Reproduce the records below, replacing every instance of "Isolate" with "Outline" and leaving all other text unchanged.

• Material to process
/---

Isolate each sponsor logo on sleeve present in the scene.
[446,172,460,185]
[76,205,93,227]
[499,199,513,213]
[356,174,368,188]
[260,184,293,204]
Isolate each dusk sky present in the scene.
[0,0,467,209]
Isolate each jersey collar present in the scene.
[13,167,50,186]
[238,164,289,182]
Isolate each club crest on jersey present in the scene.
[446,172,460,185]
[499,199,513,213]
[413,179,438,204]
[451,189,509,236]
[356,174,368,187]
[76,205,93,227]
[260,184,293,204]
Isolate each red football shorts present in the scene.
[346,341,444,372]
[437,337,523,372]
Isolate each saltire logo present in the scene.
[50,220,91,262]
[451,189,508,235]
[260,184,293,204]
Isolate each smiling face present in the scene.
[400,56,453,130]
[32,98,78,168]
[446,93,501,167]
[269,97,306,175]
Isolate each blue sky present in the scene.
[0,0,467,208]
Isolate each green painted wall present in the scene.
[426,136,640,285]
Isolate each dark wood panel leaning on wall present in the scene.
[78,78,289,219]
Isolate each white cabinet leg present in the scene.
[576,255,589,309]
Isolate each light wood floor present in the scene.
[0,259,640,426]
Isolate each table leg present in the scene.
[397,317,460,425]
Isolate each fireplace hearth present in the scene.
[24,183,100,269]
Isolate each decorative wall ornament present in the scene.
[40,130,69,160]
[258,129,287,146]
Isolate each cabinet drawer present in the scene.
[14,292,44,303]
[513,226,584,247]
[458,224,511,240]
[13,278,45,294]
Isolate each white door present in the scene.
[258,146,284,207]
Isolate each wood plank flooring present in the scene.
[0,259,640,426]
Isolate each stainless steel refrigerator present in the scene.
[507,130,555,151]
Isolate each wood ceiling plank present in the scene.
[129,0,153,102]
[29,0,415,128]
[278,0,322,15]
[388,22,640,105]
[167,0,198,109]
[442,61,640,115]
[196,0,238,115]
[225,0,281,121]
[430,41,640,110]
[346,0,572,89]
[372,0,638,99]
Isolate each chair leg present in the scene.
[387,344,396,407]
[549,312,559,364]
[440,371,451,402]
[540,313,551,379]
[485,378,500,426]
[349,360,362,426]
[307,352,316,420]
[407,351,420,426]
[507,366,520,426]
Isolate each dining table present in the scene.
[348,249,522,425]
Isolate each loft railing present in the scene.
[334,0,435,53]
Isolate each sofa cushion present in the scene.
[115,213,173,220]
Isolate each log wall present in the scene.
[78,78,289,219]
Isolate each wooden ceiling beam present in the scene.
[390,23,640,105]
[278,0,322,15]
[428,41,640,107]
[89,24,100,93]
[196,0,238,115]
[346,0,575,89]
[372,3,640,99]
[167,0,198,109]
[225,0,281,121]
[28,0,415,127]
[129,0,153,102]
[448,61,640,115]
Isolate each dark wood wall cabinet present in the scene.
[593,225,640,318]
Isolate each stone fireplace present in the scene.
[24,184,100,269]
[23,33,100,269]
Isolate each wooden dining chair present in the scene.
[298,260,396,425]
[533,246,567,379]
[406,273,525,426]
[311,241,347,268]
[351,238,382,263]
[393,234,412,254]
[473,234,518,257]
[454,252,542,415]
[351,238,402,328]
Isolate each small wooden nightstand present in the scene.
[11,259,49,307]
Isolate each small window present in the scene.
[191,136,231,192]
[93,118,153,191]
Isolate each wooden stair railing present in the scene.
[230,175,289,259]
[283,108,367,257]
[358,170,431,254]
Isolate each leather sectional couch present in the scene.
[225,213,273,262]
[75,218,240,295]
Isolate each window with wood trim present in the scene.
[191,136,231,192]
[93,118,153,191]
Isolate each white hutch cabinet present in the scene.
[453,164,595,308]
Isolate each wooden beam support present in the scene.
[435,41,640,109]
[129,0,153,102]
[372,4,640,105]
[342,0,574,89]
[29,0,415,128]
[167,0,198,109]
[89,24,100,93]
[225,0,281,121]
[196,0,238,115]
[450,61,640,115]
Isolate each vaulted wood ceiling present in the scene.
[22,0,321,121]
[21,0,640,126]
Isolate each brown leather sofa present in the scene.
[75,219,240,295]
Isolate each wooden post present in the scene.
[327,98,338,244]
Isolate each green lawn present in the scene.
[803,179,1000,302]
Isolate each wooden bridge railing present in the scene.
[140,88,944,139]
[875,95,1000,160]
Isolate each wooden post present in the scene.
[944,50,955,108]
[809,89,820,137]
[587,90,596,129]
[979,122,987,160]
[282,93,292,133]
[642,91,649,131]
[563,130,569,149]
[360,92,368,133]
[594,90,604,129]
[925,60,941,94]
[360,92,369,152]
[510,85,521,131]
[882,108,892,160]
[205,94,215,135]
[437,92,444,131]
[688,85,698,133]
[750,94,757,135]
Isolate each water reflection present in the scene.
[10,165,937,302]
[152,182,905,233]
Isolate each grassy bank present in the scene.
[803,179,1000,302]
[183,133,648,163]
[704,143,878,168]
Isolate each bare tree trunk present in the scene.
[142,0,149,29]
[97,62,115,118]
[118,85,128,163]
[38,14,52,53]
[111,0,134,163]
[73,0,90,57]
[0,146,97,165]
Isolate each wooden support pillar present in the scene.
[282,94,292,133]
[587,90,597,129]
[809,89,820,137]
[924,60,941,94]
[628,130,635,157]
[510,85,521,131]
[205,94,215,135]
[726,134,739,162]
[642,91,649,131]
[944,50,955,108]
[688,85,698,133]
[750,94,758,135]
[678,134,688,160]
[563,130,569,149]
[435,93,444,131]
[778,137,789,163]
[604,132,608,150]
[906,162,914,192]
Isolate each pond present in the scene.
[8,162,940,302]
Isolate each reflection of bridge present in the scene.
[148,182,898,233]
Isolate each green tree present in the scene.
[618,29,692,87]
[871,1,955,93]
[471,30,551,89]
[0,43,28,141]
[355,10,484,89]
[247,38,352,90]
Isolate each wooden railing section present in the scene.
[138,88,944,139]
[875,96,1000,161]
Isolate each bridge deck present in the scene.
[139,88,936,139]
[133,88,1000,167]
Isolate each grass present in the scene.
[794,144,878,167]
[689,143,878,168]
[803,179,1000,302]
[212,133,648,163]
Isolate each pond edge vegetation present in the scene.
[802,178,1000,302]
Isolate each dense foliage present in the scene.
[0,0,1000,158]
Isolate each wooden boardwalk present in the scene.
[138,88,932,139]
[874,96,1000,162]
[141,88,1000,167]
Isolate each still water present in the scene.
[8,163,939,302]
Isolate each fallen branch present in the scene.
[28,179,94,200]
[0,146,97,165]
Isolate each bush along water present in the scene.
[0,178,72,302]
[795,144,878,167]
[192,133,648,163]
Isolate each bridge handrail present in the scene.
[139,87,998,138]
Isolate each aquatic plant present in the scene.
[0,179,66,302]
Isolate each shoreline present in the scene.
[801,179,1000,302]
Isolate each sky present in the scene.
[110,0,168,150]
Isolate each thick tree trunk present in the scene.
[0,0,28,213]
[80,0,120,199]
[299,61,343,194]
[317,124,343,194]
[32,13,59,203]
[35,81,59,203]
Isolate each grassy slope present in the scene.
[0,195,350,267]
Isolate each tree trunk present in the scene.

\---

• Task response
Outline each sponsor logo on sleeve present in the scene.
[446,172,460,185]
[76,205,93,227]
[499,199,513,213]
[356,174,368,188]
[260,184,293,204]
Outline each dusk sky present in the scene.
[0,0,467,209]
Outline each jersey collar present in the scene.
[13,167,50,186]
[238,164,289,182]
Outline each club crest on jersey present in the scene.
[446,172,460,185]
[499,199,513,213]
[413,179,438,204]
[451,189,509,236]
[356,174,368,187]
[76,205,93,227]
[260,184,293,204]
Outline each red football shorts present in the scene.
[346,341,444,372]
[437,337,523,372]
Outline each saltire logo present in the scene.
[50,220,91,262]
[451,189,508,235]
[260,184,293,204]
Outline each smiling face present in the scene.
[400,56,453,130]
[32,98,78,168]
[446,93,501,167]
[269,97,306,175]
Outline each blue sky present in the scene.
[0,0,467,208]
Outline each green painted wall present in the scene.
[426,136,640,285]
Outline each dark wood panel leaning on wall present in the scene.
[78,78,289,219]
Outline each white cabinet leg present in the scene.
[576,255,589,309]
Outline each light wood floor present in the scene.
[0,259,640,426]
Outline each table leg present in the scene.
[397,317,460,425]
Outline each fireplace hearth present in the scene.
[24,183,100,269]
Outline each decorative wall ornament present in the scene.
[40,130,69,160]
[258,129,287,146]
Outline each cabinet drawer present in the scene.
[14,292,44,303]
[513,226,584,247]
[458,224,511,240]
[13,278,45,294]
Outline each white door present in the scene.
[258,146,284,207]
Outline each wood plank flooring present in the scene.
[0,259,640,426]
Outline each stainless steel refrigerator present in the scene.
[507,130,555,151]
Outline each wood ceiling plank present in the scene.
[129,0,153,102]
[29,0,415,128]
[278,0,322,15]
[388,22,640,105]
[167,0,198,109]
[442,61,640,115]
[196,0,238,115]
[225,0,281,121]
[430,41,640,110]
[346,0,572,89]
[372,0,638,99]
Outline each chair leg present in the scene.
[387,344,396,407]
[549,312,559,364]
[440,371,451,402]
[540,313,551,379]
[485,378,500,426]
[349,360,362,426]
[307,352,316,420]
[407,351,420,426]
[507,366,520,426]
Outline each dining table present in the scene.
[348,249,522,425]
Outline each loft railing present in the scene.
[334,0,435,53]
Outline each sofa cushion present in the scene.
[115,213,173,220]
Outline each log wall present in the scene.
[78,78,289,219]
Outline each wooden ceiling beam present in the scene.
[390,23,640,105]
[278,0,322,15]
[428,41,640,107]
[89,24,100,93]
[196,0,238,115]
[346,0,575,89]
[372,3,640,99]
[167,0,198,109]
[225,0,281,121]
[28,0,415,127]
[129,0,153,102]
[448,61,640,115]
Outline each dark wood wall cabinet present in the scene.
[593,225,640,318]
Outline each stone fireplace present in the scene.
[24,184,100,269]
[23,33,100,269]
Outline each wooden dining chair present in the scene.
[298,260,396,425]
[533,246,567,379]
[406,273,525,426]
[311,241,347,268]
[351,238,382,263]
[393,234,412,254]
[473,234,518,257]
[454,252,542,415]
[351,238,402,328]
Outline each small wooden nightstand present in the scene.
[11,259,49,307]
Outline each small window present in the scene.
[191,136,231,192]
[93,118,153,191]
Outline each wooden stair railing present in the scene.
[230,175,289,259]
[283,108,367,257]
[358,170,431,254]
Outline each leather sectional couch present in the scene.
[225,213,273,262]
[75,218,240,295]
Outline each window with wood trim present in the scene.
[191,136,231,192]
[93,118,153,191]
Outline each white hutch cabinet present in the scene.
[453,164,595,308]
Outline each wooden beam support present in the scene.
[435,41,640,109]
[129,0,153,102]
[372,4,640,105]
[342,0,574,89]
[29,0,415,128]
[167,0,198,109]
[89,24,100,93]
[225,0,281,121]
[196,0,238,115]
[450,61,640,115]
Outline each vaulted wood ceiling present in the scene.
[22,0,321,121]
[21,0,640,126]
Outline each brown leather sofa present in the scene.
[75,219,240,295]
Outline each wooden post present in the scene.
[327,98,338,244]
Outline each green lawn present in the scene.
[803,179,1000,302]
Outline each wooden bridge railing present in the scene.
[140,88,944,139]
[875,95,1000,160]
Outline each wooden post present in the scene.
[944,50,955,108]
[809,89,820,137]
[587,90,596,129]
[979,122,987,160]
[282,93,292,133]
[642,91,649,131]
[563,130,569,149]
[360,92,368,133]
[594,90,604,129]
[925,60,941,94]
[360,92,369,152]
[510,85,521,131]
[882,108,892,160]
[205,94,215,135]
[437,92,444,131]
[688,85,698,133]
[750,94,757,135]
Outline each water reflection present in the scene.
[10,165,937,302]
[152,182,905,233]
Outline each grassy bank present in the scene.
[803,179,1000,302]
[183,133,648,163]
[704,143,878,168]
Outline each bare tree trunk present in the scene.
[142,0,149,29]
[97,62,115,118]
[118,85,128,163]
[38,14,52,53]
[111,0,134,163]
[73,0,90,57]
[0,146,97,165]
Outline each wooden support pillar present in the scene.
[282,94,292,133]
[587,90,597,129]
[809,89,820,137]
[924,60,941,94]
[628,130,635,157]
[510,85,521,131]
[205,94,215,135]
[726,134,739,162]
[642,91,649,131]
[944,50,955,108]
[688,85,698,133]
[750,94,758,135]
[678,134,688,160]
[563,130,569,149]
[435,93,444,131]
[778,137,789,163]
[604,132,608,150]
[906,162,914,192]
Outline each pond present in the scene.
[8,162,940,302]
Outline each reflection of bridge present in the scene.
[148,182,898,233]
Outline each green tree present in the scene.
[618,29,692,87]
[871,1,955,93]
[471,30,551,89]
[0,43,28,141]
[355,10,484,89]
[247,38,352,90]
Outline each wooden railing section present in the scene.
[138,88,944,139]
[875,96,1000,161]
Outline each bridge deck present in the scene.
[139,88,936,139]
[133,88,1000,167]
Outline each grass present in the scene.
[794,144,878,167]
[689,143,878,168]
[803,179,1000,302]
[212,133,648,163]
Outline each pond edge vegetation present in the scene.
[802,178,1000,302]
Outline each dense foliage present in the scene.
[0,0,1000,158]
Outline each wooden boardwalk present in the scene.
[138,88,932,139]
[874,96,1000,162]
[141,88,1000,167]
Outline each still water present in the scene.
[8,163,939,302]
Outline each fallen branch present in the scene.
[28,179,94,200]
[0,146,97,165]
Outline each bush along water present in the scene.
[0,178,72,302]
[795,144,878,167]
[192,133,648,163]
Outline each bridge handrail present in the scene.
[139,87,998,138]
Outline each aquatic plant present in the scene.
[0,179,66,302]
Outline each shoreline present in the scene.
[801,179,1000,302]
Outline each sky present in the scene.
[110,0,168,150]
Outline each thick tree trunk present in the scene.
[0,0,28,213]
[80,0,120,199]
[299,61,343,194]
[317,124,343,194]
[32,13,59,203]
[35,81,59,203]
Outline each grassy slope present in the scene.
[0,195,350,267]
Outline each tree trunk present in the scene.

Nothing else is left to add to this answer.